Selected extract —
- Opening Delimiter -

If your truck or SUV is equipped with larger tires and wheels than the manufacturer intended, you need a steering stabilizer to reduce wobble and feedback at the steering wheel. The immense amount of weight added to the front of your vehicle puts significant strain on the steering and suspension, and can result in what’s called a “death wobble”. It can be frightening, and it can actually cause you to lose control of the vehicle.
A steering stabilizer stop is installed to help reduce or eliminate this wobble – it looks a lot like a strut used for normal vehicle suspensions, but it’s smaller and designed to fit into your steering system. It uses compressed fluid to dampen vibration and wobbling. Just like your regular shocks and struts, your steering stabilizer is subjected to a lot of wear and tear. It’s in use anytime you’re on the road. That means a lot of potential for damage.
The primary cause of concern with a steering stabilizer stop is wear to the seals that keep the pressurized fluid inside (allowing the stabilizer to do its job). Like your shocks and struts, once the seal fails, fluid will leak out and you’ll need to replace the stabilizer.
While there’s no specific lifespan for these parts, they’re not known for their longevity and are considered a normal maintenance item. Additionally, you may need to replace yours more frequently if you have very large wheels and tires installed, or regularly take your vehicle off road.

- Closing Delimiter -

Provided information —
- Opening Delimiter -

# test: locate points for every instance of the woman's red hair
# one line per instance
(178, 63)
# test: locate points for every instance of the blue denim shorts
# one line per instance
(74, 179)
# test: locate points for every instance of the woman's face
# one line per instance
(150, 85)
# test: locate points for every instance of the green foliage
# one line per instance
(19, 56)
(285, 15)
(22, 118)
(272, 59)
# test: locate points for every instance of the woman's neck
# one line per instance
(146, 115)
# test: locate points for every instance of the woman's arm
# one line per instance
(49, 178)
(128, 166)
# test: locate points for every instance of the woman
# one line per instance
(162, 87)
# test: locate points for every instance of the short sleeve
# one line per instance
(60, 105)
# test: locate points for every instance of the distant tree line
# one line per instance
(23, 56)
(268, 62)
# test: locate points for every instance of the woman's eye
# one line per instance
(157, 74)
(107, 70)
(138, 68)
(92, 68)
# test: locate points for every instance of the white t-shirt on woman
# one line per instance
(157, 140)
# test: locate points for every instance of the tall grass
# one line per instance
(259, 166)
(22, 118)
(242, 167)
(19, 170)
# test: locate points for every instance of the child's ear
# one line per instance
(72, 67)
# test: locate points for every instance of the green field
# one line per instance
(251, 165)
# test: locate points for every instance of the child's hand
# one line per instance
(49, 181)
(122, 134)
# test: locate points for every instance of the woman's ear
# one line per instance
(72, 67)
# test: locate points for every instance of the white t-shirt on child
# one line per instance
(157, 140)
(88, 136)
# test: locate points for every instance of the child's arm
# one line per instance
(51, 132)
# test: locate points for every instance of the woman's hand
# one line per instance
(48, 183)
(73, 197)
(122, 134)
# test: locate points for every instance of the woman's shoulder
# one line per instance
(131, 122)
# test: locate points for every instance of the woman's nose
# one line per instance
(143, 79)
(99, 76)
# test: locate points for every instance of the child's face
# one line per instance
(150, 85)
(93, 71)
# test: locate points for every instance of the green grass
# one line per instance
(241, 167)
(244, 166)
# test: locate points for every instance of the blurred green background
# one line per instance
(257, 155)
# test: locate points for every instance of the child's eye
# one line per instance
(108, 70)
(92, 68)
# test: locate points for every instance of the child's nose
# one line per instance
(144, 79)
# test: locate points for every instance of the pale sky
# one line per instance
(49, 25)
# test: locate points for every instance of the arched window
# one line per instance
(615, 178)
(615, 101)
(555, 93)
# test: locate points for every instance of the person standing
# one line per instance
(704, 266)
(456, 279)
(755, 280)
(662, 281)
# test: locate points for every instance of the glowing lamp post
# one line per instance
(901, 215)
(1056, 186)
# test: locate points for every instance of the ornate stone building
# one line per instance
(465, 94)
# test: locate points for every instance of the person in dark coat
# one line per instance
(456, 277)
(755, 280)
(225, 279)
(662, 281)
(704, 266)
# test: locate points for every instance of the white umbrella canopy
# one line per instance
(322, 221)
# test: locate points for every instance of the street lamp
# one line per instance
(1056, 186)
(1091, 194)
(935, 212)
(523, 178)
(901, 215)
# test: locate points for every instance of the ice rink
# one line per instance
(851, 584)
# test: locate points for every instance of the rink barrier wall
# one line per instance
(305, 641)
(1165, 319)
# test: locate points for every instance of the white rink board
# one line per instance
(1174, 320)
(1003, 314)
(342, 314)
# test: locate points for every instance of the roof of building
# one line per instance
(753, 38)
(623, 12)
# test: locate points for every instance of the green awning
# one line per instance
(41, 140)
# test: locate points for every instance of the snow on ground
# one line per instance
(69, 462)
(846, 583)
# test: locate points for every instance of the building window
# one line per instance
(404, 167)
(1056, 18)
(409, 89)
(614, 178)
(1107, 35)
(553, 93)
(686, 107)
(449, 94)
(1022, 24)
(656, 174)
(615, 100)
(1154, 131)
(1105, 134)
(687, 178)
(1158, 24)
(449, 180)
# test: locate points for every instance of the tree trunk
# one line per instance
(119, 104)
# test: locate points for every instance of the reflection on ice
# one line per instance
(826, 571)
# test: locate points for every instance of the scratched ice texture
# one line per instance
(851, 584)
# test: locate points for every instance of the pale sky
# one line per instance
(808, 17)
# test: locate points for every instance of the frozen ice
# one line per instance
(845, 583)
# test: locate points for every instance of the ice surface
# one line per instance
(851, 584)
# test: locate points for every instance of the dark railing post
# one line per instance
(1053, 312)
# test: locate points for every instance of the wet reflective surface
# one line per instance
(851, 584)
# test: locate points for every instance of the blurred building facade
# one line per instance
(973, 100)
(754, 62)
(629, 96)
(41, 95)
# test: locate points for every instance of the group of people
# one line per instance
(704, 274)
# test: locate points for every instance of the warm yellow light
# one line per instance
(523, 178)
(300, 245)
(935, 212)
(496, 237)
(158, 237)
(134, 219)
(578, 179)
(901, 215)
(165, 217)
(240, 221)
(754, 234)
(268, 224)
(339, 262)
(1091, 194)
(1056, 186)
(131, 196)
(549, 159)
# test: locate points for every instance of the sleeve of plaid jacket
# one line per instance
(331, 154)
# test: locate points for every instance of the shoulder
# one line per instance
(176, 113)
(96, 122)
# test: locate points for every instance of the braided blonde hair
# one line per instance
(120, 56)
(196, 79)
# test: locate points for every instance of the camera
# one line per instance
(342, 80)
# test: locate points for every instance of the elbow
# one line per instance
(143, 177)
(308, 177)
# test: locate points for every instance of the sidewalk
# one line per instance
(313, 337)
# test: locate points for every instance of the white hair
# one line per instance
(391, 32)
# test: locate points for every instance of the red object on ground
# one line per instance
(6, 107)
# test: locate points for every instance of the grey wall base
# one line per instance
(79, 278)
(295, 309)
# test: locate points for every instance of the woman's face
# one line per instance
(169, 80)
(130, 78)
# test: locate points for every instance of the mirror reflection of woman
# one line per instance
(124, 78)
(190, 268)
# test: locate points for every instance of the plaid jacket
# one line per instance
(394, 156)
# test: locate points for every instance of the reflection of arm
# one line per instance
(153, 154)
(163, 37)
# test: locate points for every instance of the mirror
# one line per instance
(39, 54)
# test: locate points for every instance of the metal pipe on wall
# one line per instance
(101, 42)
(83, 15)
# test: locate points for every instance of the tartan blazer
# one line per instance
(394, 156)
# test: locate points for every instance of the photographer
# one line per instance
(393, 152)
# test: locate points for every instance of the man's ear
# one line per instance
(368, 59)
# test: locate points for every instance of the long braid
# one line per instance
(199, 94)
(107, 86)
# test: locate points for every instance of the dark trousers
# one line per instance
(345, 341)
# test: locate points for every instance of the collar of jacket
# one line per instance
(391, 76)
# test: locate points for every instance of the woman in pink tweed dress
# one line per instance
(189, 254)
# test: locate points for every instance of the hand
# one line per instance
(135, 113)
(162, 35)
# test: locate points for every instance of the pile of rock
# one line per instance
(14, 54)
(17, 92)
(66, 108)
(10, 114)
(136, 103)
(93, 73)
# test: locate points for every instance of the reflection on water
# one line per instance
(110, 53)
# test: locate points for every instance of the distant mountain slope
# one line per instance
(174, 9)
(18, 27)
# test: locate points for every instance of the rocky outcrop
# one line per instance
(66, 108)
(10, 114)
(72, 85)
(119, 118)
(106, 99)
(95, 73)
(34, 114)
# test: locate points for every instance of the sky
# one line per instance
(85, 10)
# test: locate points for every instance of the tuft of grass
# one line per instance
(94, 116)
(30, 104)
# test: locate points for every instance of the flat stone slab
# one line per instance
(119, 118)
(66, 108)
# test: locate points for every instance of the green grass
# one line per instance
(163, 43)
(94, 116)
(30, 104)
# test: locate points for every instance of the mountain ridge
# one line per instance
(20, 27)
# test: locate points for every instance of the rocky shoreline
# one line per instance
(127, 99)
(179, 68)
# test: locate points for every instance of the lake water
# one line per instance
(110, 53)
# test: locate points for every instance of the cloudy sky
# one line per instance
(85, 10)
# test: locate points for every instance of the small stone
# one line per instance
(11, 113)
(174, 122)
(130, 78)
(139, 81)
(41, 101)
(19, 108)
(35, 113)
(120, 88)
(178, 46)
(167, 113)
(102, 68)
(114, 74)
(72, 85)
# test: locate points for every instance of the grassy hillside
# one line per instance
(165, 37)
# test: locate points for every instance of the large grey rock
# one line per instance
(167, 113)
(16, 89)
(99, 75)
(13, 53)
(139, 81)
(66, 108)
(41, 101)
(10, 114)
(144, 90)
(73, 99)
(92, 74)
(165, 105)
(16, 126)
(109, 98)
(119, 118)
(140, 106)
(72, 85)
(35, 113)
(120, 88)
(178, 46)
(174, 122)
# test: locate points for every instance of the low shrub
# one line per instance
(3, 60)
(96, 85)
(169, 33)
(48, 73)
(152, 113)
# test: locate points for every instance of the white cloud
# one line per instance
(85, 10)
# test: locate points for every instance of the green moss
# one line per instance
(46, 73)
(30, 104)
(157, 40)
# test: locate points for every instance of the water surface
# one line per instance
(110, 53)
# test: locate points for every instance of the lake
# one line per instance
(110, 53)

- Closing Delimiter -

Task instructions —
1: In the steering stabilizer text, rewrite the stretch from "The primary cause" through "replace the stabilizer.", changing "pressurized fluid" to "pressurized oil".
2: In the steering stabilizer text, condense the paragraph beginning "A steering stabilizer stop is installed" into a shorter version that keeps its main facts.

Answer set —
1:
The primary cause of concern with a steering stabilizer stop is wear to the seals that keep the pressurized oil inside (allowing the stabilizer to do its job). Like your shocks and struts, once the seal fails, fluid will leak out and you’ll need to replace the stabilizer.

2: A steering stabilizer stop reduces or eliminates wobble. It resembles a smaller suspension strut, fits into the steering system, and dampens vibration with compressed fluid. Because it is in use whenever the vehicle is on the road, it undergoes heavy wear and has much potential for damage.